### Short problem:
Extract the data exactly, missing nothing.

* * * *

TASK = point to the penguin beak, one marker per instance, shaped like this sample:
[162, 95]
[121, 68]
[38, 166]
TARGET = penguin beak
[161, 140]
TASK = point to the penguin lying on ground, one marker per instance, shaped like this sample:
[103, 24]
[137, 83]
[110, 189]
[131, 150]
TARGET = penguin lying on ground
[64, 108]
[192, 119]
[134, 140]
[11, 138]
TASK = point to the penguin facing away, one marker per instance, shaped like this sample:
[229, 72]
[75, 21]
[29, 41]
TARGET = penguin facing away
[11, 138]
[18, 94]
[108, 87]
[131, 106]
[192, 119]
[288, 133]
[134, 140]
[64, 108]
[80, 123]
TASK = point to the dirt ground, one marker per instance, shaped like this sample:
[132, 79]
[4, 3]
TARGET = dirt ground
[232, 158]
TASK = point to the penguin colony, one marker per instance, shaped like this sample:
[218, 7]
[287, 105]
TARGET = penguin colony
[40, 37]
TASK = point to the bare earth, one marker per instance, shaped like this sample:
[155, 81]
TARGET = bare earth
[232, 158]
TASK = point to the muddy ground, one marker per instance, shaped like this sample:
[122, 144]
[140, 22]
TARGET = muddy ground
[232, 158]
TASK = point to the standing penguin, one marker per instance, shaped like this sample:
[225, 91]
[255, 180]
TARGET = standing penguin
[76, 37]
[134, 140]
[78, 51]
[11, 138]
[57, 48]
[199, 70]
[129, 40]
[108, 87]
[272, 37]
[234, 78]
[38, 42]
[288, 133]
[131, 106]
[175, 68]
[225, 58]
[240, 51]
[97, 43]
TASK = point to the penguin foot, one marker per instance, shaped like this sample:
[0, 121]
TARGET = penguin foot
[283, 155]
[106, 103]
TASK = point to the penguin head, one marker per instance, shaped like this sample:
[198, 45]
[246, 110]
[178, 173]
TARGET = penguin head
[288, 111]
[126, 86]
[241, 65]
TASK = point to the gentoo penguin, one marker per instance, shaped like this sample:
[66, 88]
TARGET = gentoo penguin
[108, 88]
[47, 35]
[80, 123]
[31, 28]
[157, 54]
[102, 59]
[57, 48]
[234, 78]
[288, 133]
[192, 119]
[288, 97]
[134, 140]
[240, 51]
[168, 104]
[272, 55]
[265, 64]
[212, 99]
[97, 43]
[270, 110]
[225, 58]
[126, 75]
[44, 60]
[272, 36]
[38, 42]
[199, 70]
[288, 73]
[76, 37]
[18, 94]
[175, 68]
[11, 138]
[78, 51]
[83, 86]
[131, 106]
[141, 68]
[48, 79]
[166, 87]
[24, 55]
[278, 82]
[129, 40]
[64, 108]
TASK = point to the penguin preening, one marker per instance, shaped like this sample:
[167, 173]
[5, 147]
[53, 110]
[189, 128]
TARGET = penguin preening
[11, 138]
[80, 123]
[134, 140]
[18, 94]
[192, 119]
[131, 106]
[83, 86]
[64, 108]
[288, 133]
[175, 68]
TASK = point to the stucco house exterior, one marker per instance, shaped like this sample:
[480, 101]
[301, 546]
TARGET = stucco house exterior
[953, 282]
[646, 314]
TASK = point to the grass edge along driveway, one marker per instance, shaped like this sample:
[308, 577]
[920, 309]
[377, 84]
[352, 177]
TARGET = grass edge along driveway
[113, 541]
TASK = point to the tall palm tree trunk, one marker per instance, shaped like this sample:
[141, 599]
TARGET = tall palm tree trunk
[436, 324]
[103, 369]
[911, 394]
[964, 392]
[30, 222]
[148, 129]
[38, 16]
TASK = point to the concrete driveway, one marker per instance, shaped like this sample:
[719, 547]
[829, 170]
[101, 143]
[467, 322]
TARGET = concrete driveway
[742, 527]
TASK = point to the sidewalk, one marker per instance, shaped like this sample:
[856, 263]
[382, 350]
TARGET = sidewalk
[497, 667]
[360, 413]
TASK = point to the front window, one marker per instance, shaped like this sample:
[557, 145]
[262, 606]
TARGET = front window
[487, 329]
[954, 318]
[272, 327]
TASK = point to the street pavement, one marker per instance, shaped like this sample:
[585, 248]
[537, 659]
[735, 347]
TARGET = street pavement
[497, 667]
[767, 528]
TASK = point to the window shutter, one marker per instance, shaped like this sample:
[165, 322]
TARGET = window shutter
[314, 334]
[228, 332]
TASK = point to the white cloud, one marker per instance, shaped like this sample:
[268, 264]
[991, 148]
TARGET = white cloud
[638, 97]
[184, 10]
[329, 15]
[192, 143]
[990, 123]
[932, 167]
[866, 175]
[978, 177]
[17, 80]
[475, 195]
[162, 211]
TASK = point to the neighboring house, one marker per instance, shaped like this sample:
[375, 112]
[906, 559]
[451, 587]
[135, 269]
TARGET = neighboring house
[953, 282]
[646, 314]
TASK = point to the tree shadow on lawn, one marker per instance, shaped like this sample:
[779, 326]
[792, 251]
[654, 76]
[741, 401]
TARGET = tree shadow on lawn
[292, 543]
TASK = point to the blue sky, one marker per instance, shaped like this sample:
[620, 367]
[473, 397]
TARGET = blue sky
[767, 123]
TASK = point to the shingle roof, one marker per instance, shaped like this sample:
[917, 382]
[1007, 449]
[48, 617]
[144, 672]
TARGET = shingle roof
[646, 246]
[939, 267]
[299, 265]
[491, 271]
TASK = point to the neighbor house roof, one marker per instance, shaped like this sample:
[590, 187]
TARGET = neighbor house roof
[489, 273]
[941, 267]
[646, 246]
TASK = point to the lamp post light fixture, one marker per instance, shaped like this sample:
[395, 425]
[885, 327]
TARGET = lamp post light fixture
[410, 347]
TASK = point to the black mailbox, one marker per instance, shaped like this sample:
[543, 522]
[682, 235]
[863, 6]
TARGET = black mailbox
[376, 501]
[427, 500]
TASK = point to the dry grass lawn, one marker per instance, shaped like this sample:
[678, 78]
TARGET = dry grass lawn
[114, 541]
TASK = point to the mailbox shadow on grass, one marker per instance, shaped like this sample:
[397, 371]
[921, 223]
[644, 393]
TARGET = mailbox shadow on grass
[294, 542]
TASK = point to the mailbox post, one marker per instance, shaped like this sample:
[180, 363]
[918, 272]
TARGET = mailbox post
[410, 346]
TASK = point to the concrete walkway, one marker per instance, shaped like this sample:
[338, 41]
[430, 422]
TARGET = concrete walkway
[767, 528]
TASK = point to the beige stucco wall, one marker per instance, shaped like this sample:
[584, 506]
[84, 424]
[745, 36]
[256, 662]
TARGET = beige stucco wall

* * * *

### Solution to the problem:
TASK = point to the penguin beak, one marker per instance, shaped like this sample:
[162, 95]
[121, 68]
[38, 166]
TARGET = penguin beak
[161, 140]
TASK = point to the penguin lying on ground, one marker per instance, shaped like this sample:
[103, 24]
[137, 83]
[110, 189]
[131, 150]
TARGET = penguin lying on ground
[64, 108]
[192, 119]
[134, 140]
[11, 138]
TASK = point to the penguin facing away, one marker per instance, shaped like this sample:
[229, 72]
[75, 21]
[29, 41]
TARGET = penguin facing away
[11, 138]
[18, 94]
[108, 87]
[131, 106]
[192, 119]
[288, 133]
[134, 140]
[64, 108]
[80, 123]
TASK = point to the dirt ground, one marker per instance, shaped like this sample:
[132, 79]
[4, 3]
TARGET = dirt ground
[232, 158]
TASK = point to the penguin colony, one marker per instance, shaped like this sample:
[218, 7]
[287, 105]
TARGET = penguin colony
[40, 37]
TASK = point to the bare earth, one marker per instance, shaped like this sample:
[155, 81]
TARGET = bare earth
[232, 158]
TASK = point to the muddy ground, one marker per instance, shaped like this sample:
[122, 144]
[140, 22]
TARGET = muddy ground
[232, 158]
TASK = point to the standing penguin, one marker per instance, shaped like this sample:
[225, 91]
[255, 180]
TARGET = standing penguin
[76, 37]
[134, 140]
[78, 51]
[11, 138]
[57, 48]
[199, 70]
[129, 40]
[108, 87]
[272, 37]
[234, 78]
[38, 42]
[288, 133]
[131, 106]
[175, 68]
[225, 58]
[240, 51]
[97, 43]
TASK = point to the penguin foot, one marker per instance, shaped like this sample:
[0, 121]
TARGET = penguin foot
[283, 155]
[106, 103]
TASK = point to the penguin head, one marker per instance, shaped like this sample:
[198, 45]
[246, 110]
[178, 173]
TARGET = penguin head
[288, 111]
[126, 86]
[241, 65]
TASK = point to the gentoo penguin, one marker per instance, shaped like this sample:
[66, 88]
TARGET = gentoo penguin
[108, 88]
[47, 35]
[80, 123]
[31, 28]
[157, 54]
[102, 59]
[57, 48]
[234, 78]
[288, 133]
[192, 119]
[288, 97]
[134, 140]
[240, 51]
[168, 104]
[272, 55]
[265, 64]
[212, 99]
[97, 43]
[270, 110]
[225, 58]
[126, 75]
[44, 60]
[272, 36]
[38, 42]
[199, 70]
[288, 73]
[76, 37]
[18, 94]
[175, 68]
[11, 138]
[78, 51]
[83, 86]
[131, 106]
[141, 68]
[48, 79]
[166, 87]
[24, 55]
[278, 82]
[129, 40]
[64, 108]
TASK = point to the penguin preening, one marker per instance, shaped like this sample:
[167, 173]
[5, 147]
[53, 110]
[189, 128]
TARGET = penguin preening
[11, 138]
[80, 123]
[134, 140]
[18, 94]
[192, 119]
[131, 106]
[83, 86]
[64, 108]
[288, 133]
[175, 68]
TASK = point to the stucco house exterior, one marker per instance, shaped like this sample:
[480, 101]
[301, 546]
TARGET = stucco house exterior
[953, 282]
[646, 314]
TASK = point to the grass edge along driveway, one marker per instance, shaped like this sample:
[308, 577]
[920, 309]
[377, 84]
[352, 177]
TARGET = grass edge along driveway
[113, 541]
TASK = point to the tall palm tree trunk, one marker per instance, shaped like this sample:
[141, 599]
TARGET = tall palm tree trunk
[436, 324]
[103, 369]
[911, 394]
[964, 392]
[30, 222]
[148, 129]
[38, 16]
TASK = point to the concrete driveway, one marker per instance, shaped like this sample:
[719, 547]
[829, 170]
[101, 143]
[467, 322]
TARGET = concrete driveway
[742, 527]
TASK = point to the sidewalk, one marker per instance, shaped like this sample:
[856, 263]
[382, 350]
TARGET = sidewalk
[497, 667]
[360, 413]
TASK = point to the front window, one marker per instance, shaped like this sample:
[557, 145]
[262, 606]
TARGET = front window
[487, 329]
[954, 318]
[272, 327]
TASK = point to the street pavement, one marker per instance, shaped like this sample:
[585, 248]
[537, 659]
[735, 347]
TARGET = street pavement
[497, 667]
[767, 528]
TASK = point to the window shutter, one marker per instance, shaped like this sample:
[165, 322]
TARGET = window shutter
[314, 334]
[228, 332]
TASK = point to the white cloud, one marker per instance, shaped like this sample:
[268, 264]
[991, 148]
TARGET = white cloud
[638, 97]
[184, 10]
[329, 15]
[192, 143]
[990, 123]
[932, 167]
[866, 175]
[978, 177]
[17, 80]
[475, 195]
[162, 211]
TASK = point to the neighboring house, one marker per instance, shaped like this sample:
[375, 112]
[906, 559]
[451, 587]
[135, 269]
TARGET = neighboring house
[953, 282]
[646, 314]
TASK = point to the tree shadow on lawn, one marker per instance, shaped like this sample:
[779, 326]
[792, 251]
[654, 76]
[741, 401]
TARGET = tree shadow on lawn
[292, 543]
TASK = point to the blue sky, one marker per instance, shaped like this sample:
[620, 367]
[473, 397]
TARGET = blue sky
[767, 123]
TASK = point to the shingle roof, one marker per instance, shaped like this sample:
[917, 382]
[1007, 449]
[48, 617]
[144, 672]
TARGET = shingle roof
[646, 246]
[939, 267]
[299, 265]
[491, 271]
TASK = point to the neighbor house roof, one marker per instance, shaped like this sample:
[590, 187]
TARGET = neighbor house roof
[489, 273]
[941, 267]
[646, 246]
TASK = point to the lamp post light fixture, one marker per instance, shaped like this sample:
[395, 425]
[885, 327]
TARGET = lamp post light fixture
[410, 347]
TASK = point to the black mailbox, one marker per instance, shaped like this sample:
[543, 522]
[682, 235]
[863, 6]
TARGET = black mailbox
[376, 501]
[427, 500]
TASK = point to the dry grass lawn, one marker per instance, shaped like this sample:
[678, 78]
TARGET = dry grass lawn
[114, 541]
TASK = point to the mailbox shadow on grass, one marker per instance, shaped like this sample:
[397, 371]
[921, 223]
[644, 393]
TARGET = mailbox shadow on grass
[294, 542]
TASK = point to the mailbox post, one marker per instance, shaped like this sample:
[180, 363]
[918, 272]
TARGET = mailbox post
[410, 346]
TASK = point to the concrete walkway, one marker per instance, shaped like this sample:
[338, 41]
[430, 422]
TARGET = concrete walkway
[767, 528]
TASK = point to the beige stucco wall, one marker per instance, shaped like this sample:
[584, 506]
[84, 424]
[745, 36]
[256, 662]
TARGET = beige stucco wall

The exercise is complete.